[Entrées d'un jeu de données de pointage]
┌────────

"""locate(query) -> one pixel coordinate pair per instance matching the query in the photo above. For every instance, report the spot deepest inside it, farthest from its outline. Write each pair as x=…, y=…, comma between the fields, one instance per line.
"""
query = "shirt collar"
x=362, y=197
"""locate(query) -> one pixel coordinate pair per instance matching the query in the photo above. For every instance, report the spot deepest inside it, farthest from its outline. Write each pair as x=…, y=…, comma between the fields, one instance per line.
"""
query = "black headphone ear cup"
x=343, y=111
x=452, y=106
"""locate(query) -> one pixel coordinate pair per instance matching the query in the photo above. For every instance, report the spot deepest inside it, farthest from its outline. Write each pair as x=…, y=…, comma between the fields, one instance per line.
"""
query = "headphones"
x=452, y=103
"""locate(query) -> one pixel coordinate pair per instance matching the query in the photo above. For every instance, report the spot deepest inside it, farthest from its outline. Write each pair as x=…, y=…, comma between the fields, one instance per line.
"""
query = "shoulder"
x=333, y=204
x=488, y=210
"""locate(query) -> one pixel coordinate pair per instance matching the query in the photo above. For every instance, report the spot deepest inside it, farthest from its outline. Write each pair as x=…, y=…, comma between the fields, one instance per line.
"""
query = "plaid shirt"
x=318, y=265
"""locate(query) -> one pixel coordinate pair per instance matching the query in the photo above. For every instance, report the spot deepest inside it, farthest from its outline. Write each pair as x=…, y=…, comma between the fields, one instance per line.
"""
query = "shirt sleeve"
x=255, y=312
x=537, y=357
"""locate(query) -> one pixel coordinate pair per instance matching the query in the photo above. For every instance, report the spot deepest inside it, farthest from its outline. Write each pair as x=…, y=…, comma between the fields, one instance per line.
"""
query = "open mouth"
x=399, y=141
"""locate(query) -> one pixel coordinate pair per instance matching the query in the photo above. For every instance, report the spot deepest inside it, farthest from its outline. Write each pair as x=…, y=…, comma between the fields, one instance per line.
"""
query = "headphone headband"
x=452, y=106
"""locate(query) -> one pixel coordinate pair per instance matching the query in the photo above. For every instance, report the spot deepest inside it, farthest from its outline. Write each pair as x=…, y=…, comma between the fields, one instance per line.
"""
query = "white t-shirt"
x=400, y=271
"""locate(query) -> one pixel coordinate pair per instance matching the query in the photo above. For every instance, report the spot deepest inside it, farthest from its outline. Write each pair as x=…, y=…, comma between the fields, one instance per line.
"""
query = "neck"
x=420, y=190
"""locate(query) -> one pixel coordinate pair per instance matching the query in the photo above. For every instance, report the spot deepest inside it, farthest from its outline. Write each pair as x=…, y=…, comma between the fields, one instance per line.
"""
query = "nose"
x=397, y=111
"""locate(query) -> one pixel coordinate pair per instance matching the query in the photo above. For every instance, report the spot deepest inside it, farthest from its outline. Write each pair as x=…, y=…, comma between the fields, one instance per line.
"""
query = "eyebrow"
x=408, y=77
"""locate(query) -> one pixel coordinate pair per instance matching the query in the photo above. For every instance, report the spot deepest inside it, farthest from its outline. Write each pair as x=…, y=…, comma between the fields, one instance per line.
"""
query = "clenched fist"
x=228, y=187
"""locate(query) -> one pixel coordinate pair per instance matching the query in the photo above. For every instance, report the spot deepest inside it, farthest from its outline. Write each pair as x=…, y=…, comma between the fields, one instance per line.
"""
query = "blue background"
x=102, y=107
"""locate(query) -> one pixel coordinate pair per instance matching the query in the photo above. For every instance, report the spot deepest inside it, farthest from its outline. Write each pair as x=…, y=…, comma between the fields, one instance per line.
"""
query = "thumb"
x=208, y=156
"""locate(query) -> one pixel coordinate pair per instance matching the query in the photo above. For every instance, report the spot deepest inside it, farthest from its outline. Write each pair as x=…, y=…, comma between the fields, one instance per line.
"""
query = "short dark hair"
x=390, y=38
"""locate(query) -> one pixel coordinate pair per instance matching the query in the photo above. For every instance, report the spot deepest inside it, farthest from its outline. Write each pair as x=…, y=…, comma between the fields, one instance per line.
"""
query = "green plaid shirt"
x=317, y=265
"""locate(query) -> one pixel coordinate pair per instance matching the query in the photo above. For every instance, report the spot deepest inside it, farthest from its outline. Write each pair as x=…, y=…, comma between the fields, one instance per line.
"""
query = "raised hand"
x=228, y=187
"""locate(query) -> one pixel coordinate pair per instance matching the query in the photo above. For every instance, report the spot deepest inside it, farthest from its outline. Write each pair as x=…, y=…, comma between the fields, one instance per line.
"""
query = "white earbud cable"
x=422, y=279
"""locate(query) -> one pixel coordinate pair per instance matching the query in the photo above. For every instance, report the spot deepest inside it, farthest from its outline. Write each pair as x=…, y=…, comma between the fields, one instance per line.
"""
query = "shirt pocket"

└────────

# OBJECTIF
Recopiez intégralement chaque ligne, en partant du début des données et en finissant à la ligne contenant "x=362, y=197", cette dernière comprise. Multipliez par 1,25 chaque coordonnée donnée en réponse, puis arrondissez à l'entier, les demis vers le haut.

# CORRIGÉ
"""locate(query) -> one pixel coordinate pair per instance matching the query in the photo above. For every instance, report the spot deepest inside it, farthest from its outline. Write each pair as x=…, y=…, comma between the fields, one instance per line.
"""
query = "shirt collar"
x=453, y=246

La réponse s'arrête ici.